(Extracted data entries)
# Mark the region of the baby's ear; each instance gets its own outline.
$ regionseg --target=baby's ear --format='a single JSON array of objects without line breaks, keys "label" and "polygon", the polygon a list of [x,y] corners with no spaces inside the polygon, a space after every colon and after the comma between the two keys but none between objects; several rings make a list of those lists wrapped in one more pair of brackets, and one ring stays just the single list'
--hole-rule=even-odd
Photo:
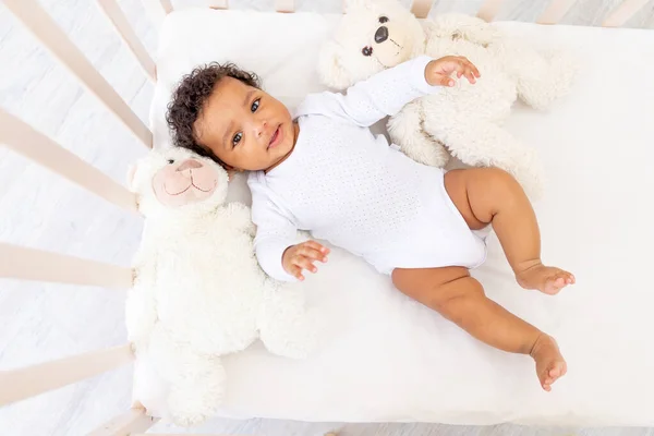
[{"label": "baby's ear", "polygon": [[344,89],[351,85],[350,74],[342,65],[342,51],[343,47],[340,44],[330,40],[320,48],[318,59],[320,80],[336,89]]}]

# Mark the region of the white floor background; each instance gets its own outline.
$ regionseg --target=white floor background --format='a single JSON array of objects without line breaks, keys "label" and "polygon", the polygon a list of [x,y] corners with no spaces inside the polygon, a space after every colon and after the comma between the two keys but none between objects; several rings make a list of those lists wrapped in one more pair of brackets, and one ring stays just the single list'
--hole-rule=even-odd
[{"label": "white floor background", "polygon": [[[473,13],[481,0],[440,0],[434,10]],[[41,0],[62,28],[121,96],[147,121],[153,86],[122,47],[95,2]],[[138,0],[122,0],[136,33],[154,51],[155,31]],[[272,0],[232,0],[232,8],[272,10]],[[296,0],[299,10],[337,12],[341,0]],[[533,21],[546,0],[507,0],[499,20]],[[580,0],[564,22],[597,25],[619,0]],[[175,7],[202,4],[173,1]],[[628,24],[654,28],[654,1]],[[145,154],[95,98],[85,93],[0,2],[0,106],[123,182],[130,162]],[[0,147],[0,241],[128,266],[141,222]],[[0,259],[2,262],[2,259]],[[125,341],[124,292],[0,280],[0,371]],[[616,368],[617,371],[617,368]],[[601,383],[601,380],[597,380]],[[0,409],[0,435],[82,435],[130,405],[131,367]],[[0,389],[2,387],[0,386]],[[279,392],[283,396],[284,392]],[[305,424],[220,420],[205,433],[343,436],[625,435],[654,436],[654,428],[533,428],[514,425],[457,427],[437,424]],[[157,425],[155,431],[173,431]],[[181,429],[175,428],[181,432]]]}]

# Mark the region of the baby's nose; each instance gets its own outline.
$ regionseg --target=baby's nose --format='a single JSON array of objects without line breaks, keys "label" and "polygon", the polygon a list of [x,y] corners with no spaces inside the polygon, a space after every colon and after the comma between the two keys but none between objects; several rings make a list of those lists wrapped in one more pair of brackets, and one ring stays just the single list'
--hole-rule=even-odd
[{"label": "baby's nose", "polygon": [[192,170],[195,168],[202,168],[202,164],[198,162],[197,160],[189,159],[184,164],[180,165],[177,170],[185,171],[185,170]]},{"label": "baby's nose", "polygon": [[388,39],[388,27],[380,26],[377,32],[375,32],[375,43],[380,44]]},{"label": "baby's nose", "polygon": [[254,129],[256,131],[256,135],[262,136],[264,134],[264,132],[266,131],[267,125],[268,125],[268,122],[266,120],[259,122],[258,124],[255,124]]}]

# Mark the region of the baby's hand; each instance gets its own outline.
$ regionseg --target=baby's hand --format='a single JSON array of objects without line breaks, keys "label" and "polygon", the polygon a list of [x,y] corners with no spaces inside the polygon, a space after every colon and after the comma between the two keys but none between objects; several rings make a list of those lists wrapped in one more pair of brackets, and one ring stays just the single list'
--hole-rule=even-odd
[{"label": "baby's hand", "polygon": [[298,245],[289,246],[281,257],[283,269],[299,280],[304,280],[302,270],[306,269],[311,272],[316,272],[318,268],[314,266],[314,262],[327,262],[329,249],[318,244],[315,241],[306,241]]},{"label": "baby's hand", "polygon": [[480,71],[462,56],[446,56],[427,63],[425,68],[425,80],[432,86],[455,86],[455,81],[450,74],[457,72],[457,77],[462,75],[468,78],[468,82],[475,83],[480,77]]}]

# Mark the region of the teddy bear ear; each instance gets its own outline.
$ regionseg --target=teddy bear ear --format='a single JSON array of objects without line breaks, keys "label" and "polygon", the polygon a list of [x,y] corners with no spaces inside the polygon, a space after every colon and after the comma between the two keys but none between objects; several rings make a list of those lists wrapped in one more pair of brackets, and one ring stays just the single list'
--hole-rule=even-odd
[{"label": "teddy bear ear", "polygon": [[335,41],[327,41],[320,49],[318,70],[320,80],[327,86],[336,89],[344,89],[350,86],[352,80],[342,65],[343,47]]}]

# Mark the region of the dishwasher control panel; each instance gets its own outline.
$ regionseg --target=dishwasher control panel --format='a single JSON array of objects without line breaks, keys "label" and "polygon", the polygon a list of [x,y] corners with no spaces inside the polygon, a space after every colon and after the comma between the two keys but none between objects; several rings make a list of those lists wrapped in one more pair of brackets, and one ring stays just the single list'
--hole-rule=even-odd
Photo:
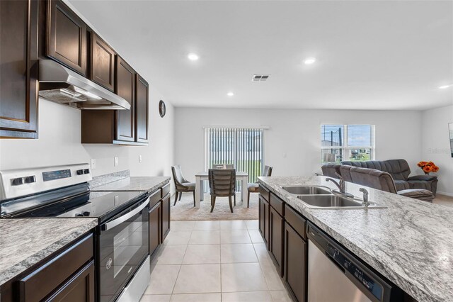
[{"label": "dishwasher control panel", "polygon": [[345,273],[346,272],[349,272],[352,276],[363,285],[378,301],[382,301],[384,289],[379,282],[371,278],[363,269],[349,259],[348,257],[330,242],[327,244],[326,252],[337,263],[337,265],[340,267]]}]

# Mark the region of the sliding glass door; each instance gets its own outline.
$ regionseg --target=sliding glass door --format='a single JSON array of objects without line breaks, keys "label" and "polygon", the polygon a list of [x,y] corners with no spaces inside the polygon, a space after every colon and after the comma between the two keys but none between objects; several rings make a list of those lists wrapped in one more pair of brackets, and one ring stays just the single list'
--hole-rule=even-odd
[{"label": "sliding glass door", "polygon": [[263,133],[259,128],[206,128],[206,168],[233,164],[236,171],[248,174],[249,182],[256,181],[263,167]]}]

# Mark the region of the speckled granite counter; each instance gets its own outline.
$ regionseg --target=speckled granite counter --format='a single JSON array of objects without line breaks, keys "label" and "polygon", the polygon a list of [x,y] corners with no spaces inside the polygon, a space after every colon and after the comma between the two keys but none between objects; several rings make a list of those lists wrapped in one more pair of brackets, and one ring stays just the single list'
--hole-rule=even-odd
[{"label": "speckled granite counter", "polygon": [[[323,177],[259,181],[418,301],[453,301],[453,208],[369,189],[369,201],[387,208],[313,209],[280,186],[336,189]],[[356,196],[362,186],[346,183]]]},{"label": "speckled granite counter", "polygon": [[93,191],[147,191],[151,192],[170,181],[167,177],[127,177],[90,188]]},{"label": "speckled granite counter", "polygon": [[0,286],[97,225],[96,218],[0,219]]}]

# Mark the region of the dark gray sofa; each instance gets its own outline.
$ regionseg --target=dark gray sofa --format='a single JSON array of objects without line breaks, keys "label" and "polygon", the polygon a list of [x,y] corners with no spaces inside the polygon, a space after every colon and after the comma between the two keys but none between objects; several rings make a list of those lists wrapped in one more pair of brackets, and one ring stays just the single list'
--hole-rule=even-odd
[{"label": "dark gray sofa", "polygon": [[326,164],[321,166],[321,169],[323,172],[323,175],[338,179],[338,177],[336,174],[340,174],[340,167],[341,165],[338,164]]},{"label": "dark gray sofa", "polygon": [[432,202],[434,195],[424,189],[408,189],[398,190],[392,176],[374,169],[360,168],[349,165],[340,167],[341,177],[345,181],[367,186],[378,190],[385,191],[406,197]]},{"label": "dark gray sofa", "polygon": [[394,179],[396,191],[410,189],[428,190],[436,196],[437,177],[416,175],[409,177],[411,168],[406,160],[371,160],[368,162],[341,162],[341,164],[374,169],[389,173]]}]

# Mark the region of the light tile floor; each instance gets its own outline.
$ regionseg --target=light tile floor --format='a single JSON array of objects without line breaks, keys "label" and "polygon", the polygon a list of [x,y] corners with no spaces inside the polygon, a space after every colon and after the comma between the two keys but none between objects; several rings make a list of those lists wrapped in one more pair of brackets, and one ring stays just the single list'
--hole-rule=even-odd
[{"label": "light tile floor", "polygon": [[258,220],[172,221],[141,301],[291,301],[258,227]]}]

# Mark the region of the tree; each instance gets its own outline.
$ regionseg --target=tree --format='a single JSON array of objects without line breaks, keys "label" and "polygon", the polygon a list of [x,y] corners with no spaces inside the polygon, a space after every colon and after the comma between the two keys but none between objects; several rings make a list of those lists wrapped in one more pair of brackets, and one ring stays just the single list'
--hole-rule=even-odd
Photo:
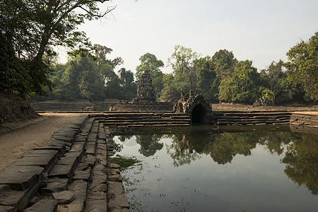
[{"label": "tree", "polygon": [[212,57],[211,69],[216,72],[216,76],[220,82],[225,78],[231,76],[237,59],[234,57],[232,52],[221,49],[216,52]]},{"label": "tree", "polygon": [[201,57],[194,63],[195,72],[197,73],[198,81],[196,90],[203,95],[205,100],[208,102],[216,101],[218,90],[215,83],[217,81],[215,71],[210,69],[211,57],[206,56]]},{"label": "tree", "polygon": [[155,88],[155,94],[159,98],[163,88],[163,73],[160,68],[164,66],[163,62],[151,53],[146,53],[139,58],[141,64],[136,68],[136,78],[139,81],[143,71],[149,71],[149,74],[153,80],[153,86]]},{"label": "tree", "polygon": [[175,45],[175,51],[168,58],[168,65],[172,68],[174,83],[179,95],[181,92],[189,93],[196,87],[197,73],[194,65],[199,56],[191,48]]},{"label": "tree", "polygon": [[137,86],[134,80],[134,73],[130,70],[122,68],[119,71],[122,89],[123,90],[124,100],[131,100],[136,96]]},{"label": "tree", "polygon": [[162,60],[158,59],[155,55],[148,52],[139,57],[139,61],[141,64],[136,68],[136,77],[138,80],[141,78],[143,71],[149,71],[153,77],[154,73],[161,72],[160,68],[165,66]]},{"label": "tree", "polygon": [[287,77],[283,70],[283,61],[272,61],[267,69],[261,71],[263,86],[268,88],[273,94],[276,103],[283,103],[290,100],[296,93],[296,89]]},{"label": "tree", "polygon": [[[0,42],[4,49],[1,51],[8,53],[6,57],[11,58],[12,63],[1,60],[0,66],[4,67],[1,74],[6,78],[1,78],[0,90],[44,95],[45,86],[52,88],[47,76],[52,58],[57,54],[53,47],[90,47],[85,33],[78,31],[77,27],[85,20],[105,17],[113,10],[114,7],[100,11],[98,4],[107,1],[1,1]],[[14,76],[20,81],[13,82]]]},{"label": "tree", "polygon": [[252,63],[245,60],[235,64],[232,76],[220,82],[220,100],[251,103],[259,97],[259,73]]},{"label": "tree", "polygon": [[288,77],[302,86],[307,100],[318,99],[318,32],[307,42],[302,40],[287,52]]}]

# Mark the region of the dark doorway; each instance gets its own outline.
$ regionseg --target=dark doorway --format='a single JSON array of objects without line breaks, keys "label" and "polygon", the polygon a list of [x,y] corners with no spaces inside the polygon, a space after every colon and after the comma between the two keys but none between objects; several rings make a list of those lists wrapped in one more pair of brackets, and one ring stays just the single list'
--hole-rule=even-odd
[{"label": "dark doorway", "polygon": [[192,110],[191,114],[192,124],[207,124],[206,110],[202,105],[199,104]]}]

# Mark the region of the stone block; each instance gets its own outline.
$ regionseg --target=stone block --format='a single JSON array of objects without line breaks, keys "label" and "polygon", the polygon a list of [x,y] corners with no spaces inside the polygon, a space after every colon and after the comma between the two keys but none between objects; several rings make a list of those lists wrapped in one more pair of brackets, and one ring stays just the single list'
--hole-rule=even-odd
[{"label": "stone block", "polygon": [[9,184],[15,190],[23,191],[35,185],[41,178],[43,167],[38,165],[9,165],[0,171],[0,184]]},{"label": "stone block", "polygon": [[86,137],[81,136],[81,135],[78,135],[75,137],[75,139],[73,139],[74,142],[86,142]]},{"label": "stone block", "polygon": [[28,203],[27,194],[25,191],[13,190],[9,185],[0,185],[0,205],[23,209]]},{"label": "stone block", "polygon": [[51,140],[49,140],[49,145],[53,146],[57,146],[59,148],[65,148],[65,146],[68,146],[68,147],[71,146],[72,143],[67,142],[67,141],[57,140],[55,139],[51,139]]},{"label": "stone block", "polygon": [[110,181],[122,182],[122,177],[120,175],[110,175],[108,177]]},{"label": "stone block", "polygon": [[108,182],[108,192],[114,194],[124,194],[124,187],[122,182]]},{"label": "stone block", "polygon": [[70,165],[76,164],[77,165],[82,158],[82,152],[69,152],[64,154],[63,158],[59,160],[57,164],[59,165]]},{"label": "stone block", "polygon": [[95,187],[107,183],[107,175],[101,171],[98,172],[98,174],[95,174],[92,177],[92,183],[90,184],[90,189],[93,189]]},{"label": "stone block", "polygon": [[86,154],[95,155],[95,147],[86,147]]},{"label": "stone block", "polygon": [[86,199],[93,200],[104,199],[106,201],[106,193],[102,192],[90,192],[87,194]]},{"label": "stone block", "polygon": [[98,139],[97,141],[97,143],[106,144],[106,141],[105,140]]},{"label": "stone block", "polygon": [[43,171],[46,172],[57,160],[57,157],[55,155],[28,154],[24,155],[23,158],[14,162],[13,165],[16,166],[40,166],[44,168]]},{"label": "stone block", "polygon": [[96,187],[95,187],[93,189],[92,192],[102,192],[105,193],[107,193],[108,190],[108,187],[107,184],[100,184]]},{"label": "stone block", "polygon": [[59,204],[69,204],[75,199],[74,194],[69,191],[63,191],[52,194],[53,197],[57,200]]},{"label": "stone block", "polygon": [[107,212],[106,199],[88,199],[86,212]]},{"label": "stone block", "polygon": [[90,167],[86,170],[77,170],[75,171],[75,175],[73,177],[73,180],[83,179],[88,182],[90,179]]},{"label": "stone block", "polygon": [[71,148],[71,152],[73,151],[81,151],[83,152],[84,151],[84,146],[85,146],[85,141],[84,142],[74,142],[72,147]]},{"label": "stone block", "polygon": [[0,212],[16,212],[14,207],[0,206]]},{"label": "stone block", "polygon": [[56,199],[42,199],[26,208],[23,212],[55,212],[57,206],[58,202]]},{"label": "stone block", "polygon": [[61,129],[59,131],[55,131],[53,134],[53,136],[62,136],[73,139],[76,133],[76,131]]},{"label": "stone block", "polygon": [[98,150],[107,151],[106,144],[98,143]]},{"label": "stone block", "polygon": [[109,208],[129,208],[127,197],[125,194],[115,194],[113,198],[108,201]]},{"label": "stone block", "polygon": [[95,163],[96,161],[96,157],[92,155],[86,155],[85,157],[83,157],[84,163],[86,163],[88,164],[89,166],[93,167],[95,165]]},{"label": "stone block", "polygon": [[96,133],[90,133],[87,139],[88,141],[96,141],[98,134]]},{"label": "stone block", "polygon": [[61,136],[61,135],[58,135],[58,134],[53,134],[52,136],[52,137],[53,139],[55,139],[57,140],[60,140],[60,141],[66,141],[69,143],[72,143],[73,141],[73,137],[70,138],[69,136]]},{"label": "stone block", "polygon": [[112,208],[110,209],[110,212],[129,212],[130,210],[127,208]]},{"label": "stone block", "polygon": [[66,189],[68,184],[68,178],[50,178],[47,182],[47,186],[41,189],[41,194],[51,195],[54,192],[64,191]]},{"label": "stone block", "polygon": [[61,165],[57,164],[49,172],[49,177],[61,177],[71,179],[74,175],[76,163]]},{"label": "stone block", "polygon": [[74,201],[67,205],[69,211],[84,211],[87,184],[88,183],[83,180],[75,180],[69,186],[69,190],[74,194],[75,197]]}]

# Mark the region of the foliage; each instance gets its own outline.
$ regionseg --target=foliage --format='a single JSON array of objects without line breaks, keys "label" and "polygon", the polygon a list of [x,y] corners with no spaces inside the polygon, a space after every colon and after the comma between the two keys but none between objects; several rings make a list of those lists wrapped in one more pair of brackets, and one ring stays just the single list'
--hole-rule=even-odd
[{"label": "foliage", "polygon": [[288,52],[288,61],[285,64],[288,78],[294,84],[300,84],[305,98],[318,99],[318,32],[308,42],[301,41]]},{"label": "foliage", "polygon": [[140,160],[134,158],[127,158],[122,155],[117,155],[110,158],[110,163],[117,164],[123,169],[127,168],[134,165],[136,163],[140,163]]},{"label": "foliage", "polygon": [[261,78],[263,86],[268,88],[266,89],[272,93],[273,96],[270,99],[276,103],[290,101],[296,94],[297,90],[287,77],[287,73],[283,70],[283,61],[281,60],[278,62],[272,61],[267,69],[261,70]]},{"label": "foliage", "polygon": [[180,93],[177,92],[175,76],[172,73],[163,74],[163,89],[161,91],[160,100],[172,101],[179,98]]},{"label": "foliage", "polygon": [[[105,17],[98,4],[107,0],[7,0],[0,4],[1,76],[0,90],[23,95],[45,94],[52,89],[49,64],[57,55],[53,47],[90,47],[86,35],[77,30],[85,20]],[[7,59],[11,59],[8,61]],[[4,75],[5,74],[5,75]],[[17,77],[16,78],[15,78]],[[4,86],[6,85],[6,86]]]},{"label": "foliage", "polygon": [[[65,65],[57,64],[51,81],[56,86],[52,95],[58,99],[102,100],[105,98],[129,100],[136,96],[134,73],[124,68],[117,75],[114,69],[121,57],[107,59],[112,49],[95,45],[93,51],[73,51]],[[76,55],[76,54],[78,54]]]},{"label": "foliage", "polygon": [[[168,66],[173,70],[173,75],[164,79],[164,89],[161,99],[165,100],[176,100],[180,93],[187,93],[196,87],[197,80],[194,63],[199,54],[190,48],[176,45],[175,51],[168,58]],[[167,79],[169,78],[169,81]],[[169,83],[167,83],[169,81]],[[172,84],[170,84],[172,83]],[[168,88],[165,88],[167,86]],[[171,93],[172,90],[173,92]]]},{"label": "foliage", "polygon": [[220,100],[233,102],[252,102],[259,96],[259,73],[249,60],[238,61],[232,74],[221,81]]},{"label": "foliage", "polygon": [[204,99],[208,102],[216,101],[218,88],[216,86],[217,81],[215,71],[211,69],[211,57],[201,57],[194,63],[194,69],[197,73],[196,92],[201,93]]}]

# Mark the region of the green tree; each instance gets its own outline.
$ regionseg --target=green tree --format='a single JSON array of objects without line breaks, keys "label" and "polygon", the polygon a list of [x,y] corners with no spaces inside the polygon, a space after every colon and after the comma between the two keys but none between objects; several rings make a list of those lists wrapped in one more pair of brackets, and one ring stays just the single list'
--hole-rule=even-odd
[{"label": "green tree", "polygon": [[201,93],[206,100],[213,102],[216,100],[217,97],[218,90],[215,86],[217,78],[216,72],[212,71],[210,65],[211,57],[209,56],[201,57],[194,63],[198,81],[196,91]]},{"label": "green tree", "polygon": [[119,71],[122,89],[123,90],[124,100],[131,100],[135,98],[137,94],[137,85],[134,80],[134,73],[130,70],[126,70],[122,68]]},{"label": "green tree", "polygon": [[287,52],[288,61],[285,64],[288,77],[295,84],[300,84],[305,98],[318,99],[318,32],[307,42],[302,40]]},{"label": "green tree", "polygon": [[290,101],[296,93],[296,89],[287,77],[283,69],[283,61],[272,61],[267,69],[261,71],[263,86],[273,94],[276,103],[281,104]]},{"label": "green tree", "polygon": [[220,84],[220,100],[233,102],[252,102],[259,97],[259,73],[252,61],[235,64],[233,73]]},{"label": "green tree", "polygon": [[161,91],[160,100],[172,101],[180,97],[175,84],[175,76],[172,73],[163,74],[163,89]]},{"label": "green tree", "polygon": [[216,79],[211,85],[214,98],[219,99],[220,82],[231,76],[237,62],[237,59],[234,57],[233,53],[227,49],[220,49],[212,57],[210,69],[216,74]]},{"label": "green tree", "polygon": [[86,98],[93,102],[105,98],[103,78],[97,64],[90,58],[78,56],[66,66],[61,81],[64,98]]},{"label": "green tree", "polygon": [[194,65],[199,56],[191,48],[175,45],[175,51],[168,58],[168,65],[172,68],[175,88],[179,96],[180,93],[189,93],[196,87],[197,73]]},{"label": "green tree", "polygon": [[[1,78],[0,90],[44,95],[45,86],[52,88],[47,76],[52,71],[52,59],[57,54],[53,47],[90,47],[90,43],[83,32],[77,30],[78,26],[86,20],[105,17],[114,9],[100,11],[98,4],[107,1],[1,1],[1,51],[12,64],[1,60],[0,66],[4,68],[1,73],[6,77]],[[15,76],[18,76],[16,82]]]}]

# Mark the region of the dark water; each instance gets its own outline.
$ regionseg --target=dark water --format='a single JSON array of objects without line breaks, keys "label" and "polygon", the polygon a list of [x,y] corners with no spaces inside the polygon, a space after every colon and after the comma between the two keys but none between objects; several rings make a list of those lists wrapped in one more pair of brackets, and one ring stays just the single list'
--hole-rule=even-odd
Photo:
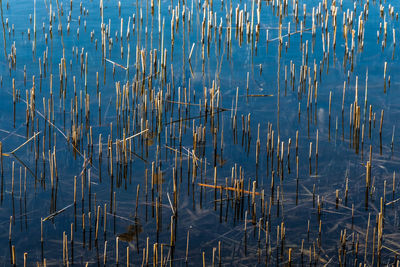
[{"label": "dark water", "polygon": [[100,3],[2,1],[2,266],[396,263],[396,2]]}]

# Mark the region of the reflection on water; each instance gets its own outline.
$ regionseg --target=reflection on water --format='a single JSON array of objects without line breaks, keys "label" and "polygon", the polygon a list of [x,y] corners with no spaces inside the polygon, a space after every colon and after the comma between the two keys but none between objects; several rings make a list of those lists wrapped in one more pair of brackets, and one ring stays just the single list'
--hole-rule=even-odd
[{"label": "reflection on water", "polygon": [[0,4],[0,262],[398,264],[398,3]]}]

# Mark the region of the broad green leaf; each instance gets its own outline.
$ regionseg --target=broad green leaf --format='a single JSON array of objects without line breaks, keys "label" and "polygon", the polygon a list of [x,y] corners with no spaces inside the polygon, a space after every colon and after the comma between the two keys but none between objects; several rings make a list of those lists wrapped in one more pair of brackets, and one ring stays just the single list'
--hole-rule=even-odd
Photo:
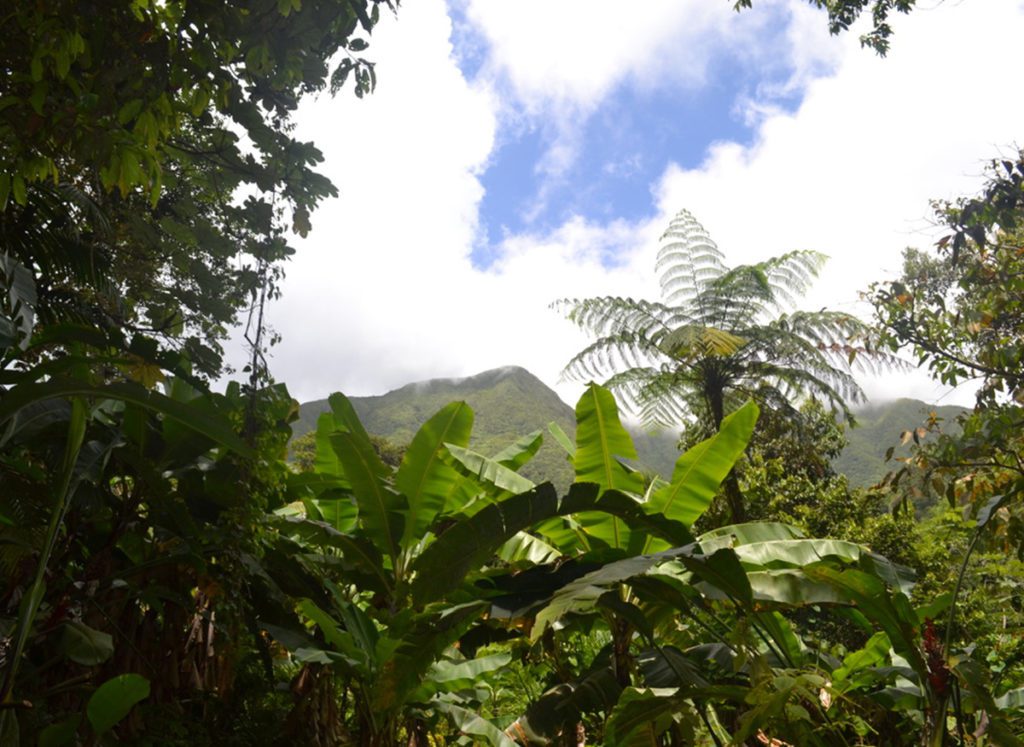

• _Task statement_: Recast the lines as a numbered list, beginning at the line that contains "# Mark the region of the broad" and stopping after the final line, and skip any blank lines. Leave the pictures out of your answer.

• _Final answer_:
1. # Mark the region of the broad green leaf; each instance gets its own outline.
2. $ regionseg --target=broad green leaf --format='a single JSON array of objects without line breaks, keys "label" and "polygon", the polygon a list of [x,y] corners with no spaces inside the polygon, a space after every colon and after the comma between the two keys but none between objects; several rings make a list of those lists wrapped in one more pair of brackets, and one ring stays just the single list'
3. --hole-rule=even-odd
4. Photo:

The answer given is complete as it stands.